**ESTRATTO DI PARTENZA**.
==================================================
Un editoriale di Dario Di Vico – uno dei vice-direttori del Corriere della Sera, ex sessantottino pentitissimo – illumina forse involontariamente la portata della partita che si sta giocando quasi in silenzio, il ruolo (e le difficoltà) dei principali protagonisti, le soluzioni auspicate dalla parte più importante dell’attuale establishment (che, come sempre, è un insieme composito di interessi finanziari, multinazionali, imprenditoriali di varie dimensioni, comunque non piccole).

Il primo elemento-chiave è la differenza profonda tra il “sistema dei partiti” e quel ristretto nucleo di decisori (Mario Draghi e lo staff da lui selezionato) incaricato di “ricostruire l’immagine dell’Italia” nel contesto internazionale.

Brutalmente – nell’esposizione di Di Vico – tutto viene di conseguenza alla capacità o meno del governo di “realizzare le riforme rimaste inevase per troppo tempo”, sfruttando la finestra del Recovery Fund e secondo le indicazioni europee.

Non esiste dubbio sulle capacità-volontà di quel ristretto nucleo, ma preoccupa la pochezza del sistema dei partiti, che pure sono indispensabili per assicurare la continuità di questo governo.

L’apertura del semestre bianco – in cui non si possono sciogliere le Camere e indire nuove elezioni – e le grandi manovre per trovare un sostituto di Sergio Mattarella, per una classe politica di mezze figure, è l’occasione per ricavarsi una rendita di posizione migliore, anche a scapito della solidità complessiva dell’edificio.

Nel parole del Corsera, “Draghi [...] opera nella complessità e pur tra qualche contraddizione cerca di domarla, i leader dei partiti – quasi fossero degli eterni ragazzi – la rifiutano e sono portati a semplificare. Puntano all’affermazione del proprio ego e declinano qualsiasi responsabilità di sistema, nonostante sostengano in Parlamento lo stesso governo.”

È la fotografia di quei “due governi in uno” che abbiamo individuato fin dall’inizio di questo esecutivo-monstre, con tutti dentro e una finta opposizione di destra.

Il secondo elemento-chiave è la composizione della “società civile” immaginata e rappresentata consapevolmente dal Corsera: Confindustria e figure sociali “ancillari” della grande industria.

Di Vico la fa parlare solo ed esclusivamente tramite Carlo Bonomi, presidente di viale dell’Astronomia, significativamente sponsorizzato dal presidente del Meeting di Rimini Bernhard Scholz (ossia da Comunione e Liberazione).

Il resto, che chiama “società civile larga“, “comprende anche il mondo delle competenze, il business, i media, il welfare professionale e la comunità degli espatriati”. Dove per “espatriati” si deve intendere i ricercatori di alto livello, non certo la marea di chi cerca un lavoro che qui non c’è. L’immensa maggioranza della popolazione, tutte le altre figure sociali, in questo schema “non conta un ca**o”.
==================================================
**COMPITI DA SVOLGERE**.
**A)** Rispondi a queste domande sull'estratto:
(i) Chi è incaricato di "ricostruire l'immagine dell'Italia" nel contesto internazionale?
(ii) Che cosa non si può fare durante il semestre bianco?
(iii) Da chi è sponsorizzato Carlo Bonomi?
**B)** Cita parola per parola il passo dell'estratto che va da "Non esiste dubbio" a "di questo governo.".
Le righe non hanno alcun ruolo in questo lavoro.

**DATI DISPONIBILI**.
==================================================
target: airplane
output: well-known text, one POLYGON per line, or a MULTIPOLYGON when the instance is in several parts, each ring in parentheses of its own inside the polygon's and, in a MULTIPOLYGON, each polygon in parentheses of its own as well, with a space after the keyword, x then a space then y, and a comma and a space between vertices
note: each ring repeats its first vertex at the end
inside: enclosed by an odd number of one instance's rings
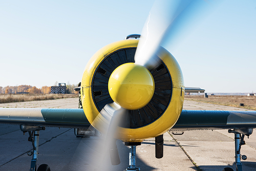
==================================================
**RISPOSTE AI COMPITI**.
**A)**
(i) Mario Draghi e lo staff da lui selezionato.
(ii) Sciogliere le Camere e indire nuove elezioni.
(iii) Dal presidente del Meeting di Rimini Bernhard Scholz, cioè da Comunione e Liberazione.

**B)**
Non esiste dubbio sulle capacità-volontà di quel ristretto nucleo, ma preoccupa la pochezza del sistema dei partiti, che pure sono indispensabili per assicurare la continuità di questo governo.